■ **ZIEL**: Kannst du aus dem Text über den Krieg in der Ukraine die Stelle zwischen „Cui bono? Die“ und „nicht zu machen.“, beide eingeschlossen, wortgetreu abtippen?

■ **VORLIEGENDER TEXT**:
::::

Wem nützt der Krieg?

Cui bono? Die Frage, wem etwas nützt, hilft oft dabei, Sachverhalte besser zu verstehen oder gar erst zu durchschauen. Natürlich ist es nicht so, dass immer automatisch ein Zusammenhang zwischen einem Ereignis und jemandem, der daraus seinen Nutzen zieht, besteht, da kann ja durchaus auch einfach mal der Zufall mit im Spiel sein. Wenn allerdings der Nutznießer zugleich auch als Strippenzieher agiert, dann ist es nicht nur recht und billig, da mal ein bisschen genauer hinzuschauen, sondern es wäre auch grob fahrlässig, dies nicht zu machen.

Die Ukraine befindet sich seit fast eineinhalb Jahren im Kriegszustand, der darüber hinaus auch eine geopolitische Dimension hat, da nämlich die alten Feindbilder des Kalten Krieges reaktiviert wurden: Russland gegen die NATO. Nun sollte man sich fragen, wem dieser Konflikt, der immerhin die Gefahr eines dritten Weltkrieges birgt, nutzen könnte. Den Menschen in der Ukraine in jedem Fall schon mal nicht, denn das ohnehin schon nicht gerade auf Rosen gebettete Land ruiniert sich durch den Krieg immer weiter. Russland hat natürlich Interesse an seinem Schwarzmeerhafen Sevastopol auf der Krim, aber dass dieser Konflikt nun derart eskaliert ist und zurzeit auch kein Ende in Sicht ist, liegt bestimmt nicht im Interesse der russischen Regierung. Die Sanktionen, die deswegen ausgesprochen und nach wie vor aufrechterhalten werden, sind schließlich nicht gerade förderlich für die russische Wirtschaft und die zahlreichen Handelsbeziehungen zu den EU-Ländern. Auch diese leiden unter den Sanktionen, wie Berechnungen des Österreichischen Instituts für Wirtschaftsforschung (WiFo) ergeben, über die auf der Webseite von N24 berichtet wird: Zwei Millionen Arbeitsplätze und 100 Milliarden Euro an Wertschöpfung könnten die europaweiten Folgen der Sanktionen sein.

::::

■ **GEZEIGTES MATERIAL**:
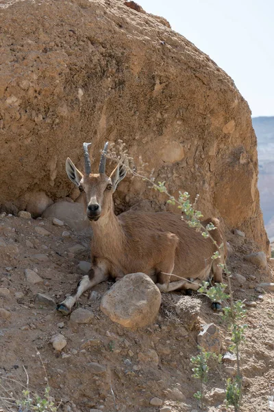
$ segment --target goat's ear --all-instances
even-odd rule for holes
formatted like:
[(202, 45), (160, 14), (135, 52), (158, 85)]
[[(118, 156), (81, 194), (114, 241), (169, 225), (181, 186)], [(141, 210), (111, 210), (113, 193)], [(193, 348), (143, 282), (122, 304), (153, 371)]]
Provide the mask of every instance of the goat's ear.
[(66, 161), (66, 172), (69, 180), (78, 187), (83, 175), (75, 167), (69, 157), (67, 158)]
[(113, 170), (112, 173), (110, 174), (110, 179), (112, 181), (113, 185), (113, 192), (115, 192), (116, 188), (117, 187), (118, 184), (121, 182), (121, 180), (125, 177), (127, 174), (128, 168), (128, 160), (127, 159), (124, 159), (123, 160), (120, 160), (119, 163)]

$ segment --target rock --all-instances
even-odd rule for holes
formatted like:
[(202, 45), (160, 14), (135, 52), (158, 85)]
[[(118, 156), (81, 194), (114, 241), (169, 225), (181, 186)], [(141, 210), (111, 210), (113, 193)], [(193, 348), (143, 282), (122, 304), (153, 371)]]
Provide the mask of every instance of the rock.
[(131, 273), (105, 293), (100, 308), (114, 322), (135, 329), (152, 323), (160, 304), (161, 294), (151, 278)]
[(206, 399), (210, 404), (219, 405), (225, 399), (225, 391), (219, 388), (214, 388), (206, 396)]
[(35, 285), (36, 284), (42, 283), (43, 279), (40, 277), (32, 269), (25, 269), (25, 275), (26, 277), (27, 282)]
[(0, 319), (9, 319), (12, 314), (8, 310), (0, 308)]
[(145, 363), (147, 365), (156, 365), (159, 363), (159, 356), (153, 349), (149, 349), (146, 352), (139, 352), (138, 358), (140, 362)]
[(49, 235), (51, 234), (51, 232), (43, 227), (41, 227), (40, 226), (36, 226), (34, 230), (36, 233), (38, 233), (38, 235), (42, 235), (42, 236), (49, 236)]
[(34, 217), (40, 216), (53, 201), (45, 193), (45, 192), (32, 192), (26, 193), (21, 202), (25, 202), (25, 209)]
[(222, 347), (219, 328), (214, 323), (203, 325), (202, 330), (198, 334), (198, 345), (206, 352), (219, 354)]
[(228, 242), (227, 242), (227, 256), (232, 256), (232, 255), (233, 255), (233, 247)]
[(163, 404), (163, 401), (159, 398), (153, 398), (150, 400), (149, 403), (153, 407), (162, 407), (162, 405)]
[(240, 275), (240, 273), (234, 273), (232, 275), (232, 279), (233, 280), (237, 282), (237, 283), (238, 283), (240, 286), (243, 285), (247, 282), (247, 279), (245, 279), (245, 276), (242, 276), (242, 275)]
[(10, 290), (8, 288), (0, 288), (0, 297), (8, 297), (10, 295)]
[(91, 323), (94, 314), (90, 310), (79, 308), (71, 314), (70, 320), (75, 323)]
[(32, 255), (32, 260), (34, 262), (49, 262), (49, 258), (47, 255), (44, 255), (44, 253), (36, 253), (35, 255)]
[(56, 218), (53, 218), (52, 220), (52, 223), (55, 226), (64, 226), (64, 222), (62, 220), (60, 220)]
[(84, 252), (86, 250), (86, 248), (82, 244), (75, 244), (71, 247), (68, 248), (68, 251), (71, 253), (78, 253), (79, 252)]
[(269, 260), (269, 264), (271, 267), (274, 268), (274, 258), (271, 258)]
[(236, 229), (234, 230), (234, 235), (236, 235), (237, 236), (239, 236), (240, 238), (245, 238), (245, 233), (242, 231), (241, 231), (240, 230), (238, 230), (238, 229)]
[(268, 290), (274, 291), (274, 283), (261, 283), (259, 286)]
[(257, 306), (257, 303), (254, 302), (253, 301), (245, 301), (245, 306), (250, 306), (251, 308), (256, 308)]
[(84, 211), (83, 205), (58, 202), (51, 205), (42, 214), (43, 218), (56, 218), (75, 231), (90, 229), (89, 220)]
[(43, 306), (47, 306), (48, 308), (52, 308), (54, 309), (56, 307), (56, 303), (51, 297), (45, 293), (37, 293), (35, 297), (36, 303)]
[(5, 243), (3, 238), (0, 238), (0, 247), (6, 247), (7, 244)]
[(77, 264), (77, 266), (82, 272), (88, 273), (91, 268), (91, 263), (90, 262), (86, 262), (85, 260), (81, 260)]
[(54, 349), (58, 351), (61, 351), (66, 345), (66, 338), (61, 333), (53, 335), (51, 342)]
[(235, 354), (232, 354), (229, 352), (225, 352), (223, 356), (223, 360), (225, 363), (234, 363), (237, 360), (237, 357)]
[(19, 218), (22, 218), (23, 219), (31, 219), (32, 215), (29, 211), (25, 211), (25, 210), (21, 210), (18, 214)]
[(267, 266), (266, 255), (264, 252), (256, 252), (245, 256), (245, 259), (262, 268)]
[(184, 296), (176, 304), (177, 314), (190, 330), (197, 323), (201, 304), (200, 299), (190, 296)]
[(88, 363), (88, 366), (89, 371), (95, 375), (104, 374), (107, 370), (105, 366), (102, 366), (101, 365), (97, 363), (97, 362), (90, 362)]

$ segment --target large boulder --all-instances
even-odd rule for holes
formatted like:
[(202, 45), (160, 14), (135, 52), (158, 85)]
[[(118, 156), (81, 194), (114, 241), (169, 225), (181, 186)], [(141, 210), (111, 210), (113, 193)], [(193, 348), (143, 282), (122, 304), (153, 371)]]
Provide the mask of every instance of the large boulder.
[(42, 217), (56, 218), (77, 231), (88, 230), (90, 227), (83, 205), (80, 203), (57, 202), (45, 211)]
[(136, 329), (155, 320), (160, 304), (161, 294), (151, 278), (145, 273), (131, 273), (105, 293), (100, 308), (114, 322)]
[[(7, 1), (1, 14), (0, 203), (33, 190), (75, 198), (66, 157), (83, 170), (82, 143), (91, 141), (97, 171), (104, 141), (122, 137), (156, 181), (199, 194), (205, 216), (268, 251), (251, 111), (208, 56), (119, 0)], [(115, 196), (124, 208), (141, 198), (165, 207), (129, 177)]]

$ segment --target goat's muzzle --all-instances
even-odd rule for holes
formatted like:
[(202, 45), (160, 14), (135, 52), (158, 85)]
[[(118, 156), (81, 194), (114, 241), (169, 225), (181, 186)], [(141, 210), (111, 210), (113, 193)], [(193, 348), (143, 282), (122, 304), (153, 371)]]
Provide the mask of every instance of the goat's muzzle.
[(86, 214), (90, 220), (98, 220), (101, 216), (101, 209), (98, 203), (92, 203), (88, 205)]

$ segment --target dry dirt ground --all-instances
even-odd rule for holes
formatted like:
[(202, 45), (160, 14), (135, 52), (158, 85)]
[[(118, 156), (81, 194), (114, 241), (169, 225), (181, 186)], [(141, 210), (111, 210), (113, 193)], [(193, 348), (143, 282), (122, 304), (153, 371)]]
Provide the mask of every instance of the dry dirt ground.
[[(38, 234), (37, 227), (50, 233)], [(69, 237), (64, 236), (64, 231), (69, 232)], [(229, 240), (234, 248), (228, 262), (232, 272), (246, 278), (242, 287), (233, 281), (235, 297), (257, 302), (256, 307), (248, 308), (247, 343), (241, 354), (245, 374), (242, 411), (266, 411), (269, 410), (269, 398), (274, 395), (274, 300), (271, 294), (256, 288), (260, 282), (270, 280), (271, 269), (261, 271), (245, 262), (244, 254), (253, 250), (245, 239), (230, 234)], [(123, 328), (100, 311), (100, 297), (111, 282), (99, 285), (95, 288), (97, 294), (93, 293), (91, 299), (86, 294), (79, 302), (79, 307), (93, 312), (90, 324), (73, 323), (54, 307), (36, 301), (38, 293), (46, 293), (57, 302), (71, 291), (81, 277), (79, 262), (88, 260), (88, 244), (87, 236), (65, 226), (54, 226), (49, 219), (0, 218), (0, 308), (10, 313), (9, 319), (3, 319), (8, 314), (2, 311), (0, 317), (1, 387), (8, 385), (5, 378), (25, 384), (24, 366), (29, 387), (41, 393), (45, 387), (45, 368), (51, 395), (57, 403), (62, 400), (60, 408), (66, 412), (88, 412), (90, 409), (155, 412), (159, 407), (150, 404), (154, 397), (162, 400), (161, 407), (169, 407), (172, 412), (199, 410), (193, 398), (198, 384), (192, 378), (190, 363), (190, 356), (197, 354), (199, 327), (187, 330), (184, 319), (175, 315), (174, 304), (182, 294), (163, 295), (155, 323), (138, 331)], [(75, 244), (82, 244), (84, 250), (70, 252), (68, 248)], [(42, 282), (28, 282), (27, 268), (36, 271)], [(258, 297), (260, 295), (262, 299)], [(193, 299), (201, 300), (199, 325), (214, 322), (220, 328), (221, 352), (225, 353), (228, 339), (219, 315), (211, 311), (203, 297)], [(50, 342), (55, 333), (62, 333), (67, 341), (61, 352), (55, 351)], [(105, 371), (95, 374), (92, 362), (105, 367)], [(227, 367), (223, 364), (220, 373), (210, 374), (208, 392), (224, 387), (222, 380)], [(15, 393), (18, 384), (11, 383)], [(208, 398), (208, 411), (228, 411), (218, 405), (216, 393)], [(3, 401), (0, 407), (6, 410)]]

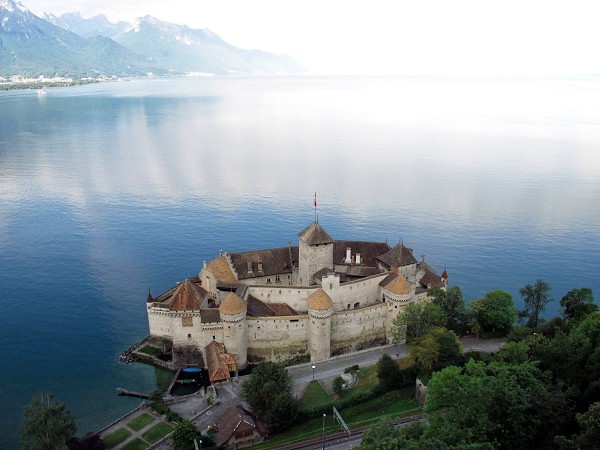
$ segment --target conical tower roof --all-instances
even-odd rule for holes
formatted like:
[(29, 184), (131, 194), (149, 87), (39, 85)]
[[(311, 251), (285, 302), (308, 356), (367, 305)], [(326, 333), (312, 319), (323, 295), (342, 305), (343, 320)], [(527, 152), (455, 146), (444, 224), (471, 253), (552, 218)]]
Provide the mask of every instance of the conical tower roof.
[(385, 288), (392, 294), (406, 295), (412, 292), (412, 287), (404, 275), (396, 275)]
[(308, 245), (332, 244), (333, 239), (318, 222), (313, 222), (302, 230), (298, 237)]
[(225, 297), (225, 300), (219, 306), (221, 314), (240, 314), (246, 311), (246, 302), (239, 295), (233, 292)]

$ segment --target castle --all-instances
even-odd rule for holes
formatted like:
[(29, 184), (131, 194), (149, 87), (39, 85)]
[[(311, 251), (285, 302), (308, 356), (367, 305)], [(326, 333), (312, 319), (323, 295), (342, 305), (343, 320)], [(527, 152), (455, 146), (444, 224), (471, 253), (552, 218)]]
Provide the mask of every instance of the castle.
[(211, 381), (248, 362), (311, 362), (391, 341), (393, 319), (441, 276), (399, 243), (332, 239), (317, 222), (298, 246), (221, 252), (197, 276), (154, 298), (150, 337), (176, 365), (205, 365)]

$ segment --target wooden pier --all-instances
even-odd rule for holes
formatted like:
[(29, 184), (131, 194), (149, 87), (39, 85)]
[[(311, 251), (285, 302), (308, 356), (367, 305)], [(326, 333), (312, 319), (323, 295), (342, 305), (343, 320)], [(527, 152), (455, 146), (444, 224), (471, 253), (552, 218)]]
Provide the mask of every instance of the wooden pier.
[(127, 395), (129, 397), (150, 398), (150, 395), (143, 392), (130, 391), (128, 389), (117, 388), (119, 395)]

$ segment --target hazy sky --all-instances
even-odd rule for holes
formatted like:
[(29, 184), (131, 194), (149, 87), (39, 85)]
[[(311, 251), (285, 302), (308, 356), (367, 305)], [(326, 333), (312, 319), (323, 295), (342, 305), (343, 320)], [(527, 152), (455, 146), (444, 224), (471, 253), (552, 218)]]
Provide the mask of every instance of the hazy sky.
[(34, 13), (209, 28), (315, 73), (600, 74), (597, 0), (22, 0)]

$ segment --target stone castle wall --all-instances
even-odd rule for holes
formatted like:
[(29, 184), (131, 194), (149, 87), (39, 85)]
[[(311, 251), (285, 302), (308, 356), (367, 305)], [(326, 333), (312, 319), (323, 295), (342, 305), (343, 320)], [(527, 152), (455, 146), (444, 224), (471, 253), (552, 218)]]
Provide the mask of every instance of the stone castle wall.
[(300, 239), (298, 255), (300, 268), (298, 282), (302, 286), (312, 284), (312, 276), (315, 272), (325, 267), (333, 270), (333, 243), (307, 245)]
[(379, 283), (388, 273), (373, 275), (368, 278), (348, 283), (329, 283), (329, 278), (323, 279), (323, 290), (331, 297), (334, 311), (347, 311), (355, 308), (381, 303)]
[(286, 303), (295, 311), (306, 312), (308, 310), (306, 299), (317, 289), (319, 289), (319, 286), (250, 286), (248, 295), (252, 295), (267, 304)]
[(358, 350), (374, 341), (383, 343), (386, 339), (387, 315), (385, 303), (334, 313), (331, 317), (332, 353)]

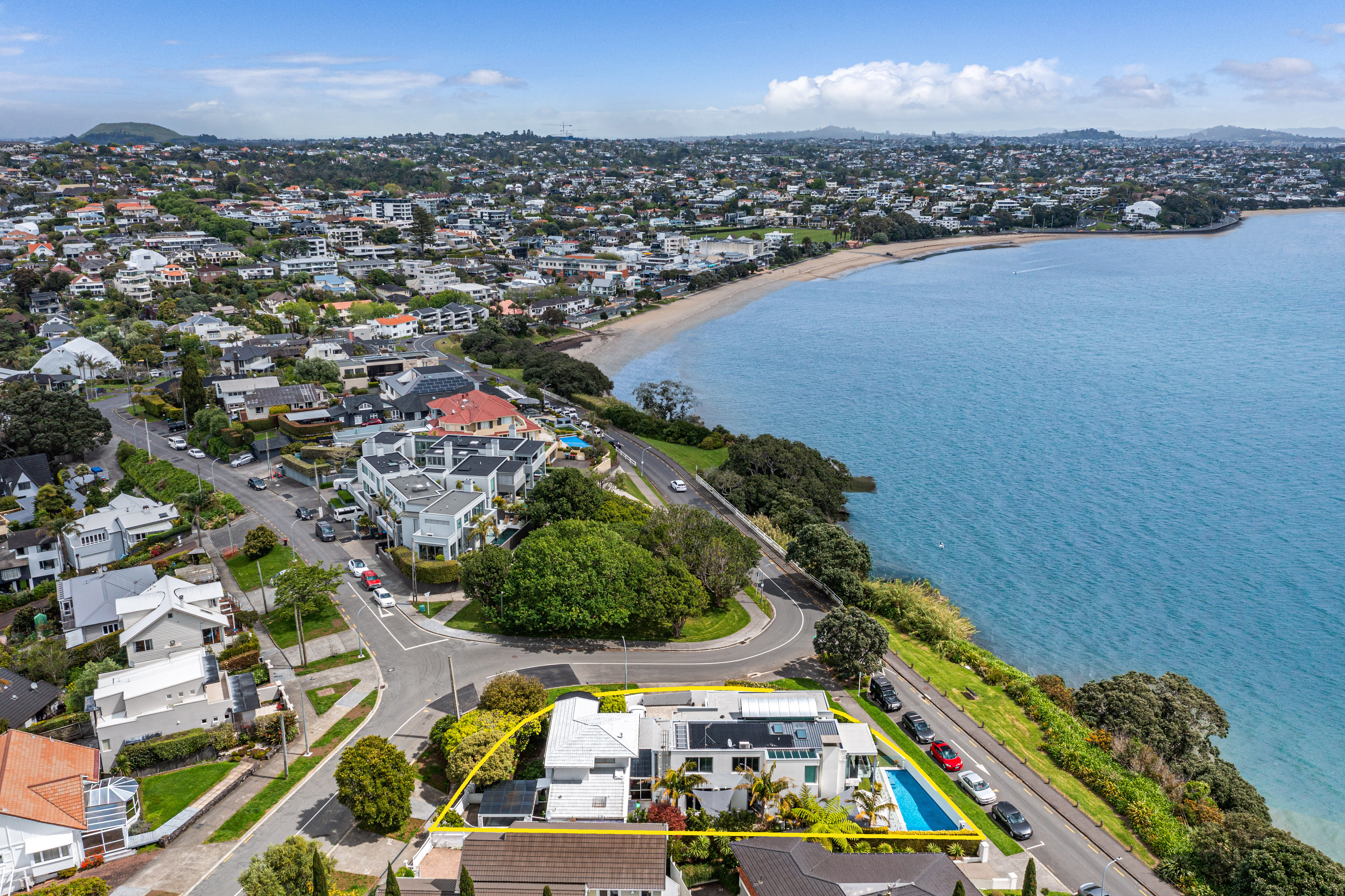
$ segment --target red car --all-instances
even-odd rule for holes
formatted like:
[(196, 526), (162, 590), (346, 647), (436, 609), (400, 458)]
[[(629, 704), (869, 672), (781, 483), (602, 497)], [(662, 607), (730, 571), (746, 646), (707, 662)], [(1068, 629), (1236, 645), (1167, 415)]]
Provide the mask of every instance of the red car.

::::

■ **ANTWORT ZUR AUFGABE**:
Cui bono? Die Frage, wem etwas nützt, hilft oft dabei, Sachverhalte besser zu verstehen oder gar erst zu durchschauen. Natürlich ist es nicht so, dass immer automatisch ein Zusammenhang zwischen einem Ereignis und jemandem, der daraus seinen Nutzen zieht, besteht, da kann ja durchaus auch einfach mal der Zufall mit im Spiel sein. Wenn allerdings der Nutznießer zugleich auch als Strippenzieher agiert, dann ist es nicht nur recht und billig, da mal ein bisschen genauer hinzuschauen, sondern es wäre auch grob fahrlässig, dies nicht zu machen.